> _Prompt_
Reproduce the passage of the lung cancer study text below, from "Taverna JA, Hung" up to and including "2020. In Press.", with no changes.

> _Extracted text_
================================

Single-cell proteomic profiling identifies combined AXL and JAK1 inhibition as a novel therapeutic strategy for lung cancer
Cytometry by time-of-flight (CyTOF) simultaneously measures multiple cellular proteins at the single-cell level and is used to assess inter- and intra-tumor heterogeneity. This approach may be used to investigate the variability of individual tumor responses to treatments. Herein, we stratified lung tumor subpopulations based on AXL signaling as a potential targeting strategy. Integrative transcriptome analyses were used to investigate how TP-0903, an AXL kinase inhibitor, influences redundant oncogenic pathways in metastatic lung cancer cells. CyTOF profiling revealed that AXL inhibition suppressed SMAD4/TGF-β signaling and induced JAK1-STAT3 signaling to compensate for the loss of AXL. Interestingly, high JAK1-STAT3 was associated with increased levels of AXL in treatment-naïve tumors. Tumors with high AXL, TGF-β and JAK1 signaling concomitantly displayed CD133-mediated cancer stemness and hybrid EMT features in advanced stage patients, suggesting greater potential for distant dissemination. Diffusion pseudotime analysis revealed cell-fate trajectories among four different categories that were linked to clinicopathologic features for each patient. Patient-derived organoids (PDOs) obtained from tumors with high AXL and JAK1 were sensitive to TP-0903 and ruxolitinib (JAK inhibitor) treatments supporting the CyTOF findings. This study shows that single-cell proteomic profiling of treatment-naïve lung tumors, coupled with ex vivo testing of PDOs, identifies continuous AXL, TGF-β and JAK1-STAT3 signal activation in select tumors that may be targeted by combined AXL-JAK1 inhibition.
Taverna JA, Hung CN, DeArmond DT, Chen M, Lin CL, Osmulski PA, Gaczynska ME, Wang CM, Lucio ND, Chou CW, Chen CL, Nazarullah A, Lampkin SR, Qiu L, Bearss DJ, Warner S, Whatcott CJ, Mouritsen L, Wade M, Weitman S, Mesa RA, Kirma N, Chao WT, and Huang T. Single-cell proteomic profiling identifies combined AXL and JAK1 inhibition as a novel therapeutic strategy for lung cancer. Cancer Research. 2020. In Press.

================================

> _Collected data_
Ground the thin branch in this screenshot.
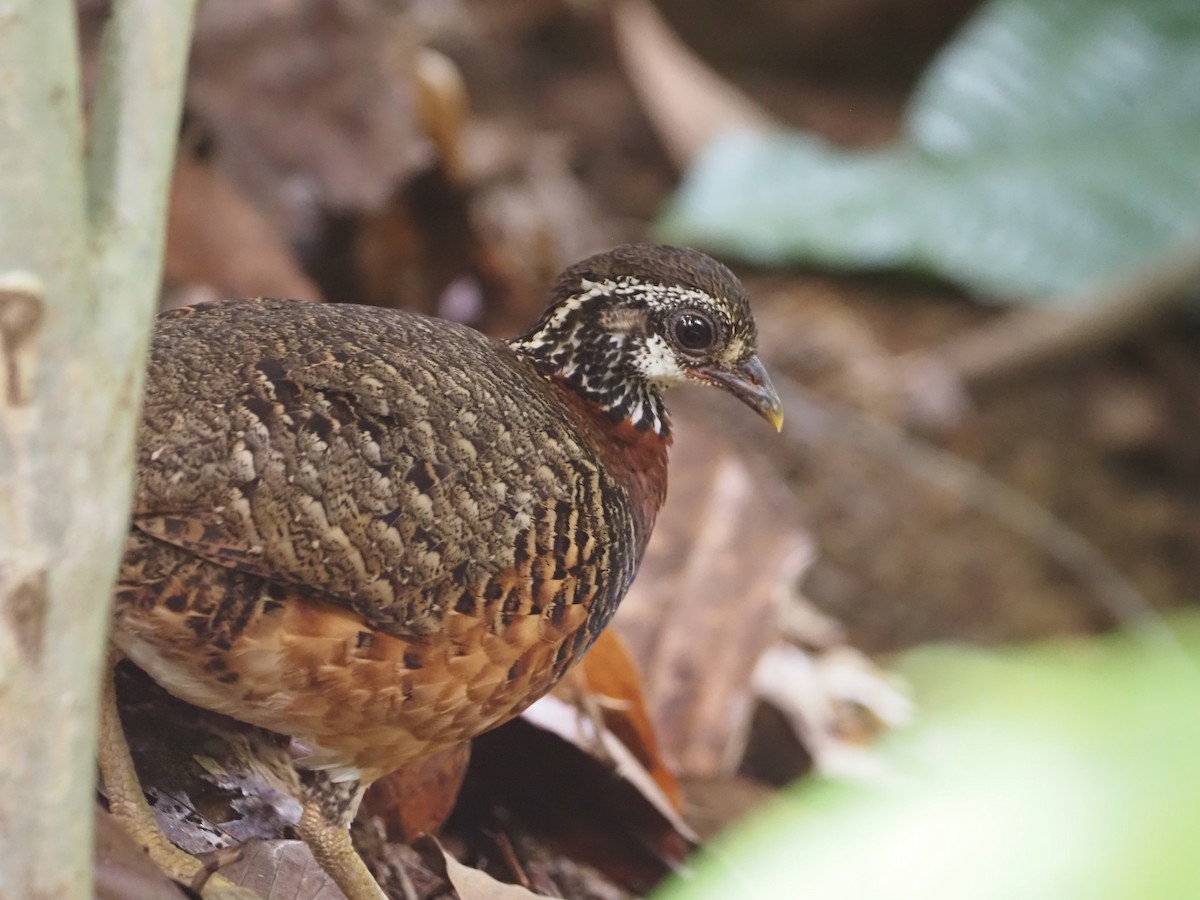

================================

> _Result_
Taverna JA, Hung CN, DeArmond DT, Chen M, Lin CL, Osmulski PA, Gaczynska ME, Wang CM, Lucio ND, Chou CW, Chen CL, Nazarullah A, Lampkin SR, Qiu L, Bearss DJ, Warner S, Whatcott CJ, Mouritsen L, Wade M, Weitman S, Mesa RA, Kirma N, Chao WT, and Huang T. Single-cell proteomic profiling identifies combined AXL and JAK1 inhibition as a novel therapeutic strategy for lung cancer. Cancer Research. 2020. In Press.